[Saved entries]
[Start of section]

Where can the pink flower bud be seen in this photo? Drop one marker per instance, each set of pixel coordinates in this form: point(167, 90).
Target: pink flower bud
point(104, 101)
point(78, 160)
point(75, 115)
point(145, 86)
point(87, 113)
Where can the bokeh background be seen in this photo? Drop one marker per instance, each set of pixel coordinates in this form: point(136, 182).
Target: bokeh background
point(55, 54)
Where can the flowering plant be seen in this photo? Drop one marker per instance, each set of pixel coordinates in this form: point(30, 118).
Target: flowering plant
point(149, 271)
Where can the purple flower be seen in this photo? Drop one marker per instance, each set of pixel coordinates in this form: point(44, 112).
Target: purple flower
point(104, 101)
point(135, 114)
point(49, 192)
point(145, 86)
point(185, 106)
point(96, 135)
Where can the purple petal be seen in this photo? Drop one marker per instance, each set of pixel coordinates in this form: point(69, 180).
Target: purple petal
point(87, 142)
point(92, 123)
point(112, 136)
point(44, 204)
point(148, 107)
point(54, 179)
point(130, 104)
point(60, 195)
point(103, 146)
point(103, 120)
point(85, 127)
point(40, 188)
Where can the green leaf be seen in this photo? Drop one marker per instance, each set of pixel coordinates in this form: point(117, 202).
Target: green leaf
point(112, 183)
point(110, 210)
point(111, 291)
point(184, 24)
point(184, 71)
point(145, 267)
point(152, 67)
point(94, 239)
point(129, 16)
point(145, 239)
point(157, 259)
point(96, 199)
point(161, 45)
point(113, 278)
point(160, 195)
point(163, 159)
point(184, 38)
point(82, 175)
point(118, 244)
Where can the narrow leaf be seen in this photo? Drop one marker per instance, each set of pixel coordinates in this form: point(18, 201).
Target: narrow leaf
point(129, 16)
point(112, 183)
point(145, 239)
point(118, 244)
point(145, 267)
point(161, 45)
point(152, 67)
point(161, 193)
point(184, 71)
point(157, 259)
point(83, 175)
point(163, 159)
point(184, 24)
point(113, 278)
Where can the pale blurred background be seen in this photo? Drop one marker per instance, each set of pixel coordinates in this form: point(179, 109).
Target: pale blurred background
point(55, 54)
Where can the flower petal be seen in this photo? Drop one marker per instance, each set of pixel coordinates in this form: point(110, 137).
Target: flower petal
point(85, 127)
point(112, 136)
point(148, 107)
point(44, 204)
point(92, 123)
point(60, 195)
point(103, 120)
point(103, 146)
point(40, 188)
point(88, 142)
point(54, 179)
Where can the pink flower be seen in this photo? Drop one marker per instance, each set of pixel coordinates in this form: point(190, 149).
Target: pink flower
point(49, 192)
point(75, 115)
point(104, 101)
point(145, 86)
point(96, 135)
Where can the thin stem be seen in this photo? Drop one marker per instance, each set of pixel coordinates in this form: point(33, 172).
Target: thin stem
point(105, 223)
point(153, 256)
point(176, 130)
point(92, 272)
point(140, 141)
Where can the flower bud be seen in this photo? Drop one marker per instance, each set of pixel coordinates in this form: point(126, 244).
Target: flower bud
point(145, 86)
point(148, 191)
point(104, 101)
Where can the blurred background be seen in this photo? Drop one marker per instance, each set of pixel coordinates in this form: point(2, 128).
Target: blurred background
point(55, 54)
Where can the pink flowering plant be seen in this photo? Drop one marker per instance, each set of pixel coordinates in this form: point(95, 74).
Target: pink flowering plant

[End of section]

* _Task statement_:
What is needed is an exact repetition of all the entries above.

* _Final answer_:
Where can the pink flower bud be seen in this photo? Drop one marker per instance, each set of pixel coordinates in this form: point(167, 90).
Target: pink flower bud
point(104, 101)
point(78, 160)
point(75, 115)
point(145, 86)
point(87, 113)
Where can the bokeh background be seen in this photo? Drop one marker per instance, each set of pixel coordinates in this form: point(136, 182).
Target: bokeh background
point(55, 54)
Where can the flowering plant be seen in this photo? Drop one marker per instance, each set of pixel coordinates in this form: point(30, 118).
Target: flowering plant
point(149, 271)
Where can the purple flower be seen in this photo? Drop one marker per instance, each set of pixel coordinates in this form: point(44, 112).
Target: purple flower
point(104, 101)
point(135, 114)
point(49, 192)
point(145, 86)
point(185, 106)
point(96, 135)
Where can the purple petal be seen in this photo? Drop one marker per instance, each set of pixel coordinates in this form: point(69, 180).
Target: purple petal
point(87, 142)
point(92, 123)
point(112, 136)
point(44, 204)
point(148, 107)
point(54, 179)
point(130, 104)
point(60, 195)
point(103, 146)
point(103, 120)
point(85, 127)
point(40, 188)
Where can the green leaf be seen in this photo? Drop one marker per instance, each set of pixel coordinates in this form: point(117, 202).
Target: green leaf
point(112, 183)
point(110, 210)
point(111, 291)
point(184, 24)
point(184, 71)
point(145, 267)
point(152, 67)
point(94, 239)
point(129, 16)
point(145, 239)
point(157, 259)
point(96, 199)
point(161, 45)
point(113, 278)
point(160, 195)
point(163, 159)
point(184, 38)
point(82, 175)
point(118, 244)
Where can the narrow leaf be seen in this photo? Drop one marker per instance, each set of pixel coordinates in this form: point(18, 201).
Target: narrow leaf
point(129, 16)
point(112, 183)
point(145, 239)
point(118, 244)
point(145, 267)
point(161, 45)
point(152, 67)
point(161, 193)
point(184, 71)
point(157, 259)
point(83, 175)
point(163, 159)
point(184, 24)
point(113, 278)
Where can the pale blurred background be seen in this photo? Drop one marker per instance, each set of pixel coordinates in this form: point(179, 109).
Target: pale blurred background
point(55, 54)
Where can the flower petal be seen in this photo? Drop one marker per instance, each set of pixel coordinates in this form: point(110, 137).
Target: flower petal
point(85, 127)
point(112, 136)
point(148, 107)
point(44, 204)
point(92, 123)
point(60, 195)
point(103, 120)
point(103, 146)
point(40, 188)
point(88, 142)
point(54, 179)
Where can the pink flower be seen in this photo? Drop one marker per instance, each set of pixel coordinates in this form: point(190, 149).
Target: pink flower
point(49, 192)
point(75, 115)
point(104, 101)
point(145, 86)
point(96, 135)
Where can the thin stem be seen in this photo? Drop one marker per instance, each set of pixel coordinates in this form: point(33, 172).
Target: thin stem
point(105, 223)
point(153, 256)
point(176, 130)
point(92, 272)
point(140, 141)
Where can the flower bud be seen in this photo? Drop one marker per instance, each set of pixel coordinates in this form: point(126, 244).
Target: flower bud
point(145, 86)
point(148, 191)
point(104, 101)
Where can the blurred background be seen in this photo? Drop one marker per instance, each set of pixel coordinates in this form: point(2, 128).
Target: blurred background
point(55, 54)
Where can the pink flowering plant be seen in this photo? Drop one marker per instance, each set of pixel coordinates in this form: point(95, 74).
Target: pink flowering plant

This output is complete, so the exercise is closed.